Es geht hier um Fragen, die auch heutige Burgen- und Festungsforscher, früher vor allem die Militärbaumeister im Auftrag einer bedrohten Großmacht interessieren. Auch auf ein Kloster oder eine Kirche vor der Stadtmauer kam es letzteren nicht an, wenn dadurch dem Türckenfeind gefährliche Geschützpositionen vor den Verteidigungsstellungen der habsburgischen Seite verlustig gehen. Sicherheit geht vor, genau daran mangelt es aber an den Südgrenzen des Habsburgerreiches.

• **Bereitgestellte Daten**
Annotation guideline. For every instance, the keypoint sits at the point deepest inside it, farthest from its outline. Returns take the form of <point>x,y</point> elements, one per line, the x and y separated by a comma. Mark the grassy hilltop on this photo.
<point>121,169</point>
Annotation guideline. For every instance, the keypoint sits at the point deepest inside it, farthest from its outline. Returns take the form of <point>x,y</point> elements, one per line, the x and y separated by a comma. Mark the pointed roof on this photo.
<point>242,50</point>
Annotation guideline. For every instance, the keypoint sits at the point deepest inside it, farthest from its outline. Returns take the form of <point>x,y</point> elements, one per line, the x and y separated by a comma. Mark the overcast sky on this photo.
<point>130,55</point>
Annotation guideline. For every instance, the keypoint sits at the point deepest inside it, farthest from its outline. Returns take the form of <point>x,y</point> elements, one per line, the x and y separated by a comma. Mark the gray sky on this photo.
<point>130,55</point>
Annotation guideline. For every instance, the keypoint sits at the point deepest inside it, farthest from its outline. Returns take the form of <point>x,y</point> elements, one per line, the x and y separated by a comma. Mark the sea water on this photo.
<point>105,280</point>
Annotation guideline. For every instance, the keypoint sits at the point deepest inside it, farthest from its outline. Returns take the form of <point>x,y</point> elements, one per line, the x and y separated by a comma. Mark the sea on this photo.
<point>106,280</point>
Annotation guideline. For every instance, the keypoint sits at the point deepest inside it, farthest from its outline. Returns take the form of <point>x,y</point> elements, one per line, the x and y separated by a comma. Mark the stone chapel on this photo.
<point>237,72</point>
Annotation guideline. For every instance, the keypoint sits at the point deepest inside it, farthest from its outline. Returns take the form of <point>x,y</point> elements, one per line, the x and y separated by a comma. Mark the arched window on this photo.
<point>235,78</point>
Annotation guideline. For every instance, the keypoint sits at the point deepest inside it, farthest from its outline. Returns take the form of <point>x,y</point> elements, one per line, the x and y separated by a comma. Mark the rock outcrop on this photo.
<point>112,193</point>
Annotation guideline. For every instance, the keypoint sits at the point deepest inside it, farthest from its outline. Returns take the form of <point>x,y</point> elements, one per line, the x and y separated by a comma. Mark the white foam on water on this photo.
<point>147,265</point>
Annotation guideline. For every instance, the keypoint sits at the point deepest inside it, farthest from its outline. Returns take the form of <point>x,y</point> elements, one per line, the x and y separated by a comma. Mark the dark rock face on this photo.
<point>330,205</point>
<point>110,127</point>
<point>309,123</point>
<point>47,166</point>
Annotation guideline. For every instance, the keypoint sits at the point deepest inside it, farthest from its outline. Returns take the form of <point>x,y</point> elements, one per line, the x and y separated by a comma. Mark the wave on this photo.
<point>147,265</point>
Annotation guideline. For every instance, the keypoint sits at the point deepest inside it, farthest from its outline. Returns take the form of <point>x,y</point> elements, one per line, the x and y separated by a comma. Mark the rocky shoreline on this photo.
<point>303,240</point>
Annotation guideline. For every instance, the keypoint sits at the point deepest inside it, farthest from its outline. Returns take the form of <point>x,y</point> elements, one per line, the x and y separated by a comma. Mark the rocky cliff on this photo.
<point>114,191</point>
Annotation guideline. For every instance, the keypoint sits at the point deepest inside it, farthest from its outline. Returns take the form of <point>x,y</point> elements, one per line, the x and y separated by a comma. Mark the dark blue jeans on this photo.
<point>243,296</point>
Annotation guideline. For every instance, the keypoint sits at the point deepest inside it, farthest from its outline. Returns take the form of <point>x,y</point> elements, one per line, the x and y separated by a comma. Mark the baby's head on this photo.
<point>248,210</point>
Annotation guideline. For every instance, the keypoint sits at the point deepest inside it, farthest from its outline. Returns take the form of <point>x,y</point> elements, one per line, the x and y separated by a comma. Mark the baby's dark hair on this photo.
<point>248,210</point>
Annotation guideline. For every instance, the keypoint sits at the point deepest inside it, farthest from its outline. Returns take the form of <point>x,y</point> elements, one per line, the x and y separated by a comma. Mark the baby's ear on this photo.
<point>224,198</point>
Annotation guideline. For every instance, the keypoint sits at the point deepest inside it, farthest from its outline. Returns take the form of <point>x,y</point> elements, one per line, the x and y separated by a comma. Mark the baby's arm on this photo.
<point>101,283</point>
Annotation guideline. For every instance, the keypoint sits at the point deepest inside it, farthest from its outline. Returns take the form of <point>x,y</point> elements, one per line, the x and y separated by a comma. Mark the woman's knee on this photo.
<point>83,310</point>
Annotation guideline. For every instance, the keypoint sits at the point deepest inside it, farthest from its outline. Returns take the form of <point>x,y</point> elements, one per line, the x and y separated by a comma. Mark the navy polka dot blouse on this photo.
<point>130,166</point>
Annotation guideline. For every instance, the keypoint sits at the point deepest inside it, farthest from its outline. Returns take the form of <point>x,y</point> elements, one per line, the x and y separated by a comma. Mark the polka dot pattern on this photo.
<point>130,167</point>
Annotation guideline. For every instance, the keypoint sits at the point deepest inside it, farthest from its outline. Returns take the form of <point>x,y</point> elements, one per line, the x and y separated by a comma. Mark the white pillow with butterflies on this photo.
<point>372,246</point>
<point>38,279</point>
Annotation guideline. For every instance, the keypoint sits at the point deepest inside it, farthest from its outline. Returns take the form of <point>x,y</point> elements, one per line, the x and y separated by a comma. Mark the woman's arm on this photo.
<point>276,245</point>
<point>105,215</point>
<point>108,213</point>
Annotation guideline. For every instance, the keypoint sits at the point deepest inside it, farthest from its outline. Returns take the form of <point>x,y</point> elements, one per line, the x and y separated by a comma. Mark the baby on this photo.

• **Arbeitsauftrag**
Kopiere aus dem Textauszug über die Verteidigung der habsburgischen Südgrenze wortgetreu den Abschnitt zwischen „Es geht hier“ und „Südgrenzen des Habsburgerreiches.“, beide Stellen eingeschlossen.

• **Als Antwort**
Es geht hier um Fragen, die auch heutige Burgen- und Festungsforscher, früher vor allem die Militärbaumeister im Auftrag einer bedrohten Großmacht interessieren. Auch auf ein Kloster oder eine Kirche vor der Stadtmauer kam es letzteren nicht an, wenn dadurch dem Türckenfeind gefährliche Geschützpositionen vor den Verteidigungsstellungen der habsburgischen Seite verlustig gehen. Sicherheit geht vor, genau daran mangelt es aber an den Südgrenzen des Habsburgerreiches.